:: Brief ::
Count the lines in the material below that contain the word "green", treating uppercase and lowercase as different. Give only the number.
--------------------------------
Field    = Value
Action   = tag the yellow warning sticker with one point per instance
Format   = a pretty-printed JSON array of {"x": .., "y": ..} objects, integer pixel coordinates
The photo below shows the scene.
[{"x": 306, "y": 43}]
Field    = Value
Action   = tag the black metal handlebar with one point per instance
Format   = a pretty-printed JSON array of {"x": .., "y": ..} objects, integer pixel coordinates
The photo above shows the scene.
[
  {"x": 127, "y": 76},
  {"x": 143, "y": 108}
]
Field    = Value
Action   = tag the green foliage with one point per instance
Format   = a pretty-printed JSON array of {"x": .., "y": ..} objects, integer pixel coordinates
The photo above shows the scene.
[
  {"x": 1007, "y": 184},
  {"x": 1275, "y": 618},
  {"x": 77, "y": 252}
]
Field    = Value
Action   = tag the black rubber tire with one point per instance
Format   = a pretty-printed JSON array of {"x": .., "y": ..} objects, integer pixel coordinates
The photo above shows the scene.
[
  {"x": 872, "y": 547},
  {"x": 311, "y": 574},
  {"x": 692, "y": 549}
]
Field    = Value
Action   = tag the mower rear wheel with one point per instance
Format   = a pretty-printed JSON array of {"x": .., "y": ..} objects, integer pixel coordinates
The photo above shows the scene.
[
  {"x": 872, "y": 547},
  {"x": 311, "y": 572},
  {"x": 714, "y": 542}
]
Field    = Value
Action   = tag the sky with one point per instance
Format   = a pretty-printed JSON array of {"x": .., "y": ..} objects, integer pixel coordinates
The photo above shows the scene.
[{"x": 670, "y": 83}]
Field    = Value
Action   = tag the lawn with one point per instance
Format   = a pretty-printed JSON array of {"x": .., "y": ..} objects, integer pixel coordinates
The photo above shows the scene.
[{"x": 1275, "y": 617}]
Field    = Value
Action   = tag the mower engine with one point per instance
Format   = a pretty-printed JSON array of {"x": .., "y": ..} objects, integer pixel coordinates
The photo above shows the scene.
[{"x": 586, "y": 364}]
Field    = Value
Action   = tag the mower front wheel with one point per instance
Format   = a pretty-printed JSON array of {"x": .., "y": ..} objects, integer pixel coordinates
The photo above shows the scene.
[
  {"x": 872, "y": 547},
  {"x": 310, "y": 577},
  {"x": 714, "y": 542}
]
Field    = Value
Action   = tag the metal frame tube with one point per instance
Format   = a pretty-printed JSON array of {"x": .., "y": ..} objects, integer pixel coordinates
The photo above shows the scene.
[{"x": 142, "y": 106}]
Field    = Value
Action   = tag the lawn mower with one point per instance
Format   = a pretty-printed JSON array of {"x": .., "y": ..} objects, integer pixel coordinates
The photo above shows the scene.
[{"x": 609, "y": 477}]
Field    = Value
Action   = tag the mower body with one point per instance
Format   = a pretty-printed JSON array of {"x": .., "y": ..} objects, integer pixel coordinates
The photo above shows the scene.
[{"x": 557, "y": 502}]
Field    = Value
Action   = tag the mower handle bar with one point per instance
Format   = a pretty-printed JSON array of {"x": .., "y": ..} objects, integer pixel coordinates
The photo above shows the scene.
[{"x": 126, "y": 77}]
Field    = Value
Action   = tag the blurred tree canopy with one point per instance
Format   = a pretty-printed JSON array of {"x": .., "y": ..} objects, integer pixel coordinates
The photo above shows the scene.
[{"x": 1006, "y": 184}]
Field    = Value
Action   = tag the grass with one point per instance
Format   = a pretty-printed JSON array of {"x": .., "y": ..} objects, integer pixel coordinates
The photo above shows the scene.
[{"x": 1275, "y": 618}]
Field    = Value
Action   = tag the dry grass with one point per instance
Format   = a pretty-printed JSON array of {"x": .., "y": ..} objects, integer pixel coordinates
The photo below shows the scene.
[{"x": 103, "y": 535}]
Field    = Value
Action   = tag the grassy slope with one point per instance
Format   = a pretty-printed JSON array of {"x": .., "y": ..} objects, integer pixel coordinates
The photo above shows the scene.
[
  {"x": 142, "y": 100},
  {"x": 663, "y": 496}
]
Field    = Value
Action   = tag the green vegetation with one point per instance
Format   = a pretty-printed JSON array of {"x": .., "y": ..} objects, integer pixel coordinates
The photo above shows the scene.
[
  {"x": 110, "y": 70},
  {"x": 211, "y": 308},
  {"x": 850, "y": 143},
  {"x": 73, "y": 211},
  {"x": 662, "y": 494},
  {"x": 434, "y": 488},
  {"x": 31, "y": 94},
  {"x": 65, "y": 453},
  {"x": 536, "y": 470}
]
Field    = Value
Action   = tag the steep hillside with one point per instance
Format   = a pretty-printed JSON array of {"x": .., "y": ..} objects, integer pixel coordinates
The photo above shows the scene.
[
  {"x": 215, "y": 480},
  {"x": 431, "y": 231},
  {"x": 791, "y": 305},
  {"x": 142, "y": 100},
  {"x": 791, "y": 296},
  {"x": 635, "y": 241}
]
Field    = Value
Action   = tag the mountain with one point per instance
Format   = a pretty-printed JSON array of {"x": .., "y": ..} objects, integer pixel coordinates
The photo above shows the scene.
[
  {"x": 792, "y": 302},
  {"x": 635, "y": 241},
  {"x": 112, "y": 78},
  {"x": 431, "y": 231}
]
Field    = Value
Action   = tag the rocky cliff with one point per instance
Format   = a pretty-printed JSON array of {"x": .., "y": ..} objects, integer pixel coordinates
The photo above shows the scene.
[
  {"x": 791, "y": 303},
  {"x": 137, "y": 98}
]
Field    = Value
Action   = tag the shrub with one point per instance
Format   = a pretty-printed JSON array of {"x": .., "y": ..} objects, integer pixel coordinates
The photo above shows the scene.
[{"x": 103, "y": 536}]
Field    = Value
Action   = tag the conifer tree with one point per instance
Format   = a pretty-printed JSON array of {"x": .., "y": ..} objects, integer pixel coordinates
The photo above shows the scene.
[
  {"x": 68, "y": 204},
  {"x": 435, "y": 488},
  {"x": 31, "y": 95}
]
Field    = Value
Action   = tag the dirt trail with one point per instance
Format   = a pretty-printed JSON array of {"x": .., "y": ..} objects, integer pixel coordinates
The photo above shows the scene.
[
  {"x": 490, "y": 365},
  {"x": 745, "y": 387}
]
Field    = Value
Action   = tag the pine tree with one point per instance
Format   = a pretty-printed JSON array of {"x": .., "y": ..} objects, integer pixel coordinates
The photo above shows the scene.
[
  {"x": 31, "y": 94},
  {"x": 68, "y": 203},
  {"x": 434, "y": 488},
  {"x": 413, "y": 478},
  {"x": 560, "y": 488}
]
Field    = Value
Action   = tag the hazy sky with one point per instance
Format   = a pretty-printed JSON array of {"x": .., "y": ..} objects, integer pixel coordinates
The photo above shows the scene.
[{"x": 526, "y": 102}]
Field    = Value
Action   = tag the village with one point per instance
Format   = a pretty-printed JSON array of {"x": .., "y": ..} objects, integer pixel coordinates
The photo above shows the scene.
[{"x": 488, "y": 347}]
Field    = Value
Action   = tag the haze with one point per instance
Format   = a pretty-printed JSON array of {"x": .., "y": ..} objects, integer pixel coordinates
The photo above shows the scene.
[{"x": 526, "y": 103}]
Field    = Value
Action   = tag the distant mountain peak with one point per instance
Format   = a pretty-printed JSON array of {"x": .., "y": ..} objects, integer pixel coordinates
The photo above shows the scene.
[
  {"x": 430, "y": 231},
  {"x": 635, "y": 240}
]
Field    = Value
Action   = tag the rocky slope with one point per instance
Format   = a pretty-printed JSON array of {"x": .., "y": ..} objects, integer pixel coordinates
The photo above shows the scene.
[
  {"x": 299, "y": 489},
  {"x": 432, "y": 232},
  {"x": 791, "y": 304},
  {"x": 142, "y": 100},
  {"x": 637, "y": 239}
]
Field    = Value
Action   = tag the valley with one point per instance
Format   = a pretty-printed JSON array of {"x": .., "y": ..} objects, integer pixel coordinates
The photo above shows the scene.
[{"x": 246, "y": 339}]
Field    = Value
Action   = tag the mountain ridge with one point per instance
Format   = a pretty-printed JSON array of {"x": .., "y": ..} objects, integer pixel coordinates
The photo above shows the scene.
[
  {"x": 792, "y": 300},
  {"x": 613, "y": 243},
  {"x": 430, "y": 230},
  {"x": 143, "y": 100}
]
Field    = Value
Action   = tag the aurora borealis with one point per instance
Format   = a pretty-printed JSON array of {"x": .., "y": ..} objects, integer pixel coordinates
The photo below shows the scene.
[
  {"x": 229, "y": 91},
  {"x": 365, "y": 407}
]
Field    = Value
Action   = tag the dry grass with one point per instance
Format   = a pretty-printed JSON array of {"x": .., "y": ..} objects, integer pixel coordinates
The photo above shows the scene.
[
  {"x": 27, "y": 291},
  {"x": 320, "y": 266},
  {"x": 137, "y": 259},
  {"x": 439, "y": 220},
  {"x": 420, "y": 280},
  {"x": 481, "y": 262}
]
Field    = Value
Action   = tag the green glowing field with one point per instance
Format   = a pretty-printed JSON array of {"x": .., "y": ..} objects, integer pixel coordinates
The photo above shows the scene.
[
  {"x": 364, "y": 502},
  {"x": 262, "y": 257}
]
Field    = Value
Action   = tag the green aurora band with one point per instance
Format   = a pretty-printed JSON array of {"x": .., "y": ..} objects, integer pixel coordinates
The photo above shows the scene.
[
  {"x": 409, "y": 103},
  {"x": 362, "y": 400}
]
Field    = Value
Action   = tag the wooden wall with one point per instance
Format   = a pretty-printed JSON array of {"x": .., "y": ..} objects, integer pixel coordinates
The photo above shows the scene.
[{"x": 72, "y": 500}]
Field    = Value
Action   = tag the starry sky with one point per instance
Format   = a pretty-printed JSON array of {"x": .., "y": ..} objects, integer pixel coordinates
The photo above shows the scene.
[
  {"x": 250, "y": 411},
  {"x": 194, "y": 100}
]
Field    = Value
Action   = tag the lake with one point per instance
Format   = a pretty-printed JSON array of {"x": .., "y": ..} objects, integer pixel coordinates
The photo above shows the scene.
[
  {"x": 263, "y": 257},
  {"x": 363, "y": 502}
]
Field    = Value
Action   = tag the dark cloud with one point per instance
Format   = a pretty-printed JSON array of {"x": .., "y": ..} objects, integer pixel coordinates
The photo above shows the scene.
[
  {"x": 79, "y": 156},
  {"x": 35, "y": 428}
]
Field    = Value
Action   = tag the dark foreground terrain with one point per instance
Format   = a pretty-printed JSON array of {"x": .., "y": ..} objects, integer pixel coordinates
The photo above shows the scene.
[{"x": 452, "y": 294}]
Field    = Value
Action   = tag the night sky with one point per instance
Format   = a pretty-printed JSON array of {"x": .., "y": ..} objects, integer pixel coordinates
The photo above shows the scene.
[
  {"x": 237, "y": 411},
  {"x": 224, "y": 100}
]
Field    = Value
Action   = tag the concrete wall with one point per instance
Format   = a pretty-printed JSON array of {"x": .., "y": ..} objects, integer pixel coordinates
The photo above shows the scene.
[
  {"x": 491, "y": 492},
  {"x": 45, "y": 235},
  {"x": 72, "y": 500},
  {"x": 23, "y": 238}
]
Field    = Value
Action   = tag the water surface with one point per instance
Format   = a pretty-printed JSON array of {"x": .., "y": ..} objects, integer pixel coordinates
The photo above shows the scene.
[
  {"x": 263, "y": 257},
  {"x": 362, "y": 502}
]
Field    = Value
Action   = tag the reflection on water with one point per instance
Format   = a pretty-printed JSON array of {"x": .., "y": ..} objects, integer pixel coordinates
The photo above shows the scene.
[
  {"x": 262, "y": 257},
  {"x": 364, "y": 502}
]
--------------------------------
:: Solution ::
4